● **Exercise**:
All entries are to be quoted exactly; the images stay out of the copy.
══ Dataset entries ══
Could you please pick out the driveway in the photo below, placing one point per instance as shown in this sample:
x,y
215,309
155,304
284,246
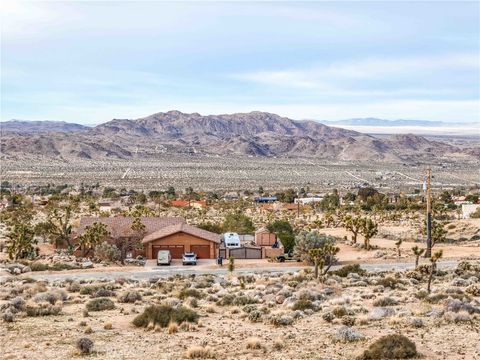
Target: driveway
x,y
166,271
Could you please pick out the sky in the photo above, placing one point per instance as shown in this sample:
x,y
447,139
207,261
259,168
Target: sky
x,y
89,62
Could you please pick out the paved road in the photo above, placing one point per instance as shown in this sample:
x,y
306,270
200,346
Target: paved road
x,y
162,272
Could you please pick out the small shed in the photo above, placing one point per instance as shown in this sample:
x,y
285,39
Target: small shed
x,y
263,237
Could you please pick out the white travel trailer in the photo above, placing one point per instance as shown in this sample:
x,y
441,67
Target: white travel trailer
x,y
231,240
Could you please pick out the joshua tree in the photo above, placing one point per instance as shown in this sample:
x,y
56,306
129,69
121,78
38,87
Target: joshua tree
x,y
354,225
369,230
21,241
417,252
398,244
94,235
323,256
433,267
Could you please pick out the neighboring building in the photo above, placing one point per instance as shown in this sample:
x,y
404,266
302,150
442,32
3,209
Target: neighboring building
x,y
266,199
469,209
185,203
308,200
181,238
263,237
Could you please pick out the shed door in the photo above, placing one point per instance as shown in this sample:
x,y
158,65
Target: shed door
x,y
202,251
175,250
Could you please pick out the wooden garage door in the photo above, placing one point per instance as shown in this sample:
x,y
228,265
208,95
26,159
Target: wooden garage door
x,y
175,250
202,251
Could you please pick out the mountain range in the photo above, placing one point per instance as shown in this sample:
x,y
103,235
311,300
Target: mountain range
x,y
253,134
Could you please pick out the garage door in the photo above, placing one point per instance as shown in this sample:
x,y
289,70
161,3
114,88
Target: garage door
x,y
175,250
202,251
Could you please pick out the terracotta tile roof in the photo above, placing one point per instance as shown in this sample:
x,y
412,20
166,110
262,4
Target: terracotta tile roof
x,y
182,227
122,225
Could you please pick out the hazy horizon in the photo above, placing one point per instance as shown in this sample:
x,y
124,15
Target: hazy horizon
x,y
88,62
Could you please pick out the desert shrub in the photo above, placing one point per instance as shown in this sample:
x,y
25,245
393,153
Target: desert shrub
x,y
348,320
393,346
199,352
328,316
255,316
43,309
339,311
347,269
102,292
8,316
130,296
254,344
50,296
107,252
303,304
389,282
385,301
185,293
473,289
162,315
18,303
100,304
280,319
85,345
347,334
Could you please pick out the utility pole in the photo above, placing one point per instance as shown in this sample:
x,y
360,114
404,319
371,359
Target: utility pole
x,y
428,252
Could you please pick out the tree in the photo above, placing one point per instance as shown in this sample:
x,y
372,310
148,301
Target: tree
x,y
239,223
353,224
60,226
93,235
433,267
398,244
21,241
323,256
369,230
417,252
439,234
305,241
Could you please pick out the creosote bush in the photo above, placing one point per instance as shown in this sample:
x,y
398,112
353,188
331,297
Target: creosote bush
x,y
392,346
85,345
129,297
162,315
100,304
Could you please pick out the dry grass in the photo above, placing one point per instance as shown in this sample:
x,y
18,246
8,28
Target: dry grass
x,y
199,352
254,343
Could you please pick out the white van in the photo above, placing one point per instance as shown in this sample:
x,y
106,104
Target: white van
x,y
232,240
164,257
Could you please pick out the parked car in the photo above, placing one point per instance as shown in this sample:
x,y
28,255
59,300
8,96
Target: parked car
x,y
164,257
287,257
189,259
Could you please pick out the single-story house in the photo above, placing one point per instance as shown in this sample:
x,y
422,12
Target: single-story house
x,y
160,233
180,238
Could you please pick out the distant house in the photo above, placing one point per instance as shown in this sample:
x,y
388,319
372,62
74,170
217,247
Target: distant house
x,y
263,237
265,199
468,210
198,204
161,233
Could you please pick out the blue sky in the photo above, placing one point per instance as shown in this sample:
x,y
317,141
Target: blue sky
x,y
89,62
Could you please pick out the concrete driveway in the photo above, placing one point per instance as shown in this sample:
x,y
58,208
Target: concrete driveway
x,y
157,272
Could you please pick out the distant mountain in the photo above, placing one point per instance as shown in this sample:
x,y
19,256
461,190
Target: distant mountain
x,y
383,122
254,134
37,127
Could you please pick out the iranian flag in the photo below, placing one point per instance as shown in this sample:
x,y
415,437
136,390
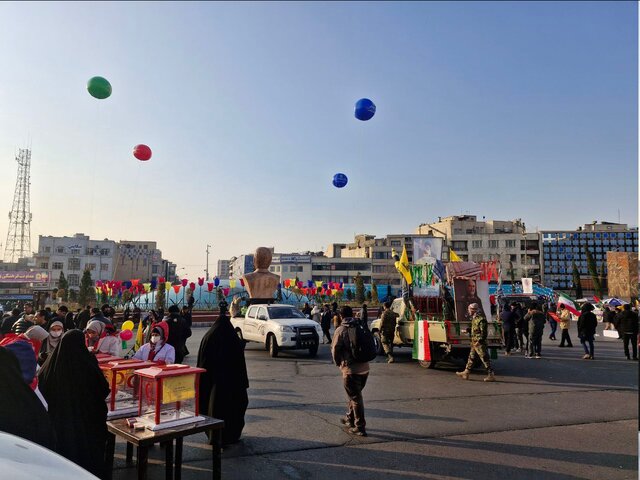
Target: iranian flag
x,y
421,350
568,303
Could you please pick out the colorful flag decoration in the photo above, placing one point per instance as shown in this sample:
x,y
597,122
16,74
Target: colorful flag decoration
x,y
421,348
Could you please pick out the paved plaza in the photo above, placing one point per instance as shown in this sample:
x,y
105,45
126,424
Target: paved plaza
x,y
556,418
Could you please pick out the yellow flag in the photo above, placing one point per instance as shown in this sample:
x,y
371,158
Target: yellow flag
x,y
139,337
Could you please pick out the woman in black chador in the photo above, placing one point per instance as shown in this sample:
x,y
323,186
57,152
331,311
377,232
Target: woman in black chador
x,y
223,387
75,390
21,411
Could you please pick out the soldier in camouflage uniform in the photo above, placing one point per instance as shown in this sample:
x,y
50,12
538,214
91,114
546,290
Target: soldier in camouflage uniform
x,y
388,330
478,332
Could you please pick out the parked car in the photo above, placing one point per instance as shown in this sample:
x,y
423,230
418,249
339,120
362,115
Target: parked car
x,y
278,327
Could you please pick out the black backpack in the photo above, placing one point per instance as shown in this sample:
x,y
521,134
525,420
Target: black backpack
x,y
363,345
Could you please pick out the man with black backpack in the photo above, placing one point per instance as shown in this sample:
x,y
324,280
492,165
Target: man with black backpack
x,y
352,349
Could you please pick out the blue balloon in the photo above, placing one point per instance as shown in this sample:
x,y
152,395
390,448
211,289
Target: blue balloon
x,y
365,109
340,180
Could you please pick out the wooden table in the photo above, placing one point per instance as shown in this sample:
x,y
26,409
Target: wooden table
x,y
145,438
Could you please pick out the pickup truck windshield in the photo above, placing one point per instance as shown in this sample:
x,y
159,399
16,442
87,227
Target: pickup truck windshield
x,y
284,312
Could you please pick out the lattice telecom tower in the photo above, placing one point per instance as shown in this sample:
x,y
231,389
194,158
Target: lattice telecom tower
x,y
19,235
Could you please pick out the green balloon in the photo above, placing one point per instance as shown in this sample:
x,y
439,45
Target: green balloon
═══
● **Answer for the task**:
Could you please pick out the driveway in the photo below, placing one point per instance as shown in this sample:
x,y
215,309
155,304
284,246
Target: driveway
x,y
166,271
Could you please pick out the sky in the photo above, placing one point per instance as shown in this sample:
x,y
447,139
207,261
259,168
Target: sky
x,y
89,62
Could you please pick out the paved road in the photo above, placing one point per instance as shown in this sample:
x,y
306,270
200,346
Target: paved road
x,y
162,272
Could you please pick out the small shed in the photo above, placing one point per instance as shown in this sample:
x,y
285,39
Target: small shed
x,y
263,237
Could you please pick out the white travel trailer in the photo above, placing one point per instance as shown in this sample:
x,y
441,67
Target: white travel trailer
x,y
231,240
Could you please pick out the joshua tree in the photo above, placing one point per instance as shown in this sample:
x,y
56,306
129,69
121,78
38,87
Target: joshua tree
x,y
354,225
369,230
21,241
417,252
398,244
94,235
323,256
433,267
Could you please pick out the neighboring building in the photo above, placing one point per instance as shown in this sample:
x,y
404,266
302,150
442,32
3,209
Target: neighboring building
x,y
266,199
469,209
185,203
308,200
181,238
263,237
Could you please pick out the shed door in the photo above, placing one point per instance as shown in this sample:
x,y
158,65
Target: shed door
x,y
202,251
175,250
Could you please pick out the wooden garage door in the photo above, placing one point per instance as shown in this sample:
x,y
228,265
208,95
26,159
Target: wooden garage door
x,y
175,250
202,251
Could you please pick out the mountain range in the photo above, placing one point per instance as shown in this sample:
x,y
103,235
311,300
Target: mountain range
x,y
253,134
Could you please pick out the garage door in the photo above, placing one point per instance as shown in this sample:
x,y
289,70
161,3
114,88
Target: garage door
x,y
175,250
202,251
Could you please pick out the terracotta tile roof in the photo above, placing one point per instance as shown in this sample:
x,y
412,20
166,110
262,4
Target: terracotta tile roof
x,y
182,227
122,225
Could you please pick out the hazy horizon in the photo above, placing one point per instance as shown in this sample:
x,y
124,15
Target: hazy horizon
x,y
88,62
Could you please pick out the desert shrub in the photo above, placing one point per instance as shown in this sample:
x,y
25,245
393,153
Target: desert shrub
x,y
348,320
393,346
199,352
328,316
255,316
43,309
339,311
347,269
102,292
8,316
130,296
254,344
50,296
107,252
303,304
389,282
385,301
185,293
473,289
162,315
18,303
100,304
280,319
85,345
347,334
Could you please pick out the utility pole in the photo above, placing one point per instance as shown in this sample:
x,y
360,114
404,319
371,359
Target: utility pole
x,y
428,252
Could you please pick out the tree in the photo above, placing one point per instance as shown in this sample:
x,y
372,310
148,301
Target: tree
x,y
239,223
353,224
60,226
93,235
433,267
398,244
21,241
323,256
369,230
417,252
439,234
305,241
Could you please pick out the creosote bush in the photo above, placing one point per instance as shown in this sample:
x,y
398,112
353,188
331,297
Target: creosote bush
x,y
392,346
85,345
129,297
162,315
100,304
Could you please pick out the dry grass in the photo above, placing one point per instance as shown in this sample:
x,y
18,246
8,28
Target: dry grass
x,y
199,352
254,343
Could you please pick out the white van in the photo above, placing one point per instance as shown in this sample:
x,y
106,104
Target: white van
x,y
232,240
164,257
Could you please pick out the parked car in the photo above, placing one point per instance as shown in this sample:
x,y
28,255
59,300
8,96
Target: parked car
x,y
164,257
287,257
189,259
Could you please pick out the single-story house in the photo above, placing one point per instance as shown in this sample:
x,y
422,12
Target: single-story house
x,y
160,233
180,238
Could you please pick out the distant house in the photo above, placing one point per instance as shown in this sample:
x,y
388,319
372,62
74,170
217,247
Target: distant house
x,y
263,237
265,199
468,210
198,204
161,233
Could you please pick out the blue sky in the photo above, placing one point per instance as shown in this sample:
x,y
317,141
Target: blue sky
x,y
89,62
Could you please pick out the concrete driveway in the photo above, placing one point per instance as shown in this sample:
x,y
58,208
Target: concrete driveway
x,y
157,272
Could you please pick out the distant mountain in the photo above, placing one point per instance as shown in this sample:
x,y
19,256
461,190
Target: distant mountain
x,y
383,122
254,134
37,127
Could you please pick out the iranian flag in the photo below, placing one point per instance as shown in this sample:
x,y
415,437
136,390
Target: iranian flag
x,y
421,350
568,303
Could you please pick out the colorful flag decoration in the photo above, placing one point per instance as shown in this sample:
x,y
597,122
16,74
Target: colorful flag decoration
x,y
421,348
Could you please pick out the paved plaza in the photo above, placing one point per instance as shown in this sample:
x,y
105,45
126,424
Target: paved plaza
x,y
556,418
Could you please pick out the yellow flag in the photo above, placing one point per instance as shown in this sample:
x,y
371,158
Target: yellow flag
x,y
139,337
Could you please pick out the woman in black chador in the photo above, placing one point per instance as shown in this sample:
x,y
323,186
57,152
331,311
377,232
Target: woman in black chador
x,y
223,387
75,390
21,411
Could you please pick out the soldier in camouflage uniform in the photo above, placing one point per instance as shown in this sample:
x,y
50,12
538,214
91,114
546,290
Target: soldier in camouflage uniform
x,y
388,330
478,332
Could you please pick out the parked car in the photo above, placing one point per instance as shown in this sample:
x,y
423,230
418,249
339,120
362,115
Target: parked car
x,y
278,327
Could you please pick out the black backpack in the photo above, placing one point per instance as shown in this sample:
x,y
521,134
525,420
Target: black backpack
x,y
363,345
Could you please pick out the man with black backpack in the photo above, placing one point per instance as shown in this sample:
x,y
324,280
492,165
Target: man with black backpack
x,y
352,349
Could you please pick out the blue balloon in the photo above, placing one point per instance as shown in this sample:
x,y
152,395
390,448
211,289
Target: blue balloon
x,y
365,109
340,180
Could you please pick out the wooden table in the photo above, placing one point per instance as shown in this sample:
x,y
26,409
Target: wooden table
x,y
145,438
Could you please pick out the pickup truck windshield in the photo above, placing one point per instance as shown in this sample:
x,y
159,399
16,442
87,227
Target: pickup truck windshield
x,y
284,312
Could you please pick out the lattice telecom tower in the photo above, placing one point per instance as shown in this sample:
x,y
231,389
194,158
Target: lattice telecom tower
x,y
19,235
Could you please pick out the green balloon in the photo above, placing one point per instance as shown in this sample:
x,y
439,45
Target: green balloon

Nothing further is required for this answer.